## Tasks to complete
(A) Reproduce the passage of the Congressional Record excerpt below from "The PRESIDING OFFICER. Under" up to and including "against climate change.".
(B) Continue the Congressional Record excerpt below, picking up right after its final sentence.

Joe Manchin, III was mentioned in EXECUTIVE CALENDAR on pages S4898-S4902 covering the 2nd Session of the 117th Congress published on Sept. 21 in the Congressional Record.

The publication is reproduced in full below:

EXECUTIVE CALENDAR

The PRESIDING OFFICER. Under the previous order, the Senate will proceed to the consideration of the following nomination, which the clerk will report.

The legislative clerk read the nomination of Amanda Bennett, of the District of Columbia, to be Chief Executive Officer of the United States Agency for Global Media.

The PRESIDING OFFICER. The majority leader.

Treaty Document No. 117-1

Mr. SCHUMER. Mr. President, this is a very good day. We have just passed the Kigali Amendment to the Montreal Protocol on a strong bipartisan basis. This is a win-win-win: win for U.S. jobs, win for U.S. investment, and win for U.S. leadership in the fight against climate change.

We have talked a lot about how this amendment will help U.S. businesses, U.S. jobs, and U.S. competitiveness overseas, but let's talk about how important this amendment will be for protecting our planet.

Ratifying the Kigali Amendment, along with passing the Inflation Reduction Act, is the strongest one-two punch against climate change any Congress has ever undertaken.

Let me say that again: Ratifying the Kigali Amendment, along with passing the Inflation Reduction Act, is the strongest one-two punch against climate change any Congress has ever taken.

## Entries shown

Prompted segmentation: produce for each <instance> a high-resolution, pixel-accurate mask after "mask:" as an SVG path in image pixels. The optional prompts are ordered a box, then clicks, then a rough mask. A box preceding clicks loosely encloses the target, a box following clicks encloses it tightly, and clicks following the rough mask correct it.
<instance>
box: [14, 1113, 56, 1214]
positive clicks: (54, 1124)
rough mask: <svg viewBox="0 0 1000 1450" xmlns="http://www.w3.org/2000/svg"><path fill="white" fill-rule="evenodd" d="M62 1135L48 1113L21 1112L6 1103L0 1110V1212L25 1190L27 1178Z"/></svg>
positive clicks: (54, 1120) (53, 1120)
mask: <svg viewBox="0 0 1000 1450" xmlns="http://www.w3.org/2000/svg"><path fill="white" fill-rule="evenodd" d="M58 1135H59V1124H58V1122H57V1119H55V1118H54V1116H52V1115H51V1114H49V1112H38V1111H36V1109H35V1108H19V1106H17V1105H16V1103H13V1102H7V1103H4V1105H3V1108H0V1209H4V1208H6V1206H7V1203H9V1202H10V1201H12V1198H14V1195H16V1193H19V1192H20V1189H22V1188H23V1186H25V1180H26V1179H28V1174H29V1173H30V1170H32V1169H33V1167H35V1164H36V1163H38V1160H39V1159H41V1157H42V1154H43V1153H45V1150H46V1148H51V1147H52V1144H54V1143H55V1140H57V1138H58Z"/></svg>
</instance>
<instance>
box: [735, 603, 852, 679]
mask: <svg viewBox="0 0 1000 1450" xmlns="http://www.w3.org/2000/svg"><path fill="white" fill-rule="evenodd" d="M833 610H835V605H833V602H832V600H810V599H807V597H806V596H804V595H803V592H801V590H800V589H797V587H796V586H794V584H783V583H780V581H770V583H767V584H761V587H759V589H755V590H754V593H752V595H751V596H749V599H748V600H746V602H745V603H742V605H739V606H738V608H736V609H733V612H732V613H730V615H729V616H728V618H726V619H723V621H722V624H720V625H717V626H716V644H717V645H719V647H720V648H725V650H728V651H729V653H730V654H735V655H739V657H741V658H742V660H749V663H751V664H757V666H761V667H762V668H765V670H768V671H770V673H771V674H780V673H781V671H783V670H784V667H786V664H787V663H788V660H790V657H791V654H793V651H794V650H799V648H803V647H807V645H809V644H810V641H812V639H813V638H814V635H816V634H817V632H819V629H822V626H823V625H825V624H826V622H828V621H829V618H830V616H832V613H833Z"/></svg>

## Results of the tasks
(A)
The PRESIDING OFFICER. Under the previous order, the Senate will proceed to the consideration of the following nomination, which the clerk will report.

The legislative clerk read the nomination of Amanda Bennett, of the District of Columbia, to be Chief Executive Officer of the United States Agency for Global Media.

The PRESIDING OFFICER. The majority leader.

Treaty Document No. 117-1

Mr. SCHUMER. Mr. President, this is a very good day. We have just passed the Kigali Amendment to the Montreal Protocol on a strong bipartisan basis. This is a win-win-win: win for U.S. jobs, win for U.S. investment, and win for U.S. leadership in the fight against climate change.

(B)
In fact--amazing statistic, folks--people don't pay attention to this one, but it is vital. Experts say that phasing out our use of HFCs will help prevent up to half a degree Celsius of warming by the end of the century.

That is worth repeating as well. Experts say that phasing out our use of HFCs will help prevent up to half a degree Celsius of warming by the end of the century.

It is an easily overlooked victory, but a massive one, all coming from eliminating this family of dangerous chemicals, which are a thousand times more deadly per molecule than carbon dioxide.

And on top of it all, ratifying this amendment will give U.S. businesses a huge leg up. It will open exports to new international markets, generate tens of billions in new investments and help create tens of thousands of good-paying jobs, and we will get a much needed edge against Chinese businesses that still lag behind in developing viable HFC alternatives.

Under Kigali, our exports will increase while China will lose out. So, once again, ratifying the Kigali Amendment is a win-win-win: a win for U.S. jobs, a win for U.S. investment, and, most of all, a win for our global campaign to defeat the climate crisis and preserve our planet for future generations.

I want to thank my colleague from Delaware who has been such a persistent advocate on this legislation. And there are so many others--

the Senators from New Mexico and Hawaii and Delaware--who have worked so hard on it as well. I thank them for their steadfastness. The globe, our globe, is rejoicing today because of this legislation.

I yield the floor.

The PRESIDING OFFICER. The Senator from Delaware.

Mr. CARPER. Mr. President, I want to thank our leader for his leadership.

None of this would have happened without your leadership. I want to thank your staff.

I want to thank the relative respective staffs on our side here and the Senators especially on the Environment and Public Works Committee.

I want to especially thank our friend John Neely Kennedy from Louisiana, who has been a great partner, and his staff and other folks on the other side of the aisle.

My mother used to say to my sister and me when we were kids, she would say that things happen in threes. I remember she would say things happen in threes, and given what the leader just said, I am thinking about threes and especially with respect to making sure that this planet is going to be around for our children and grandchildren.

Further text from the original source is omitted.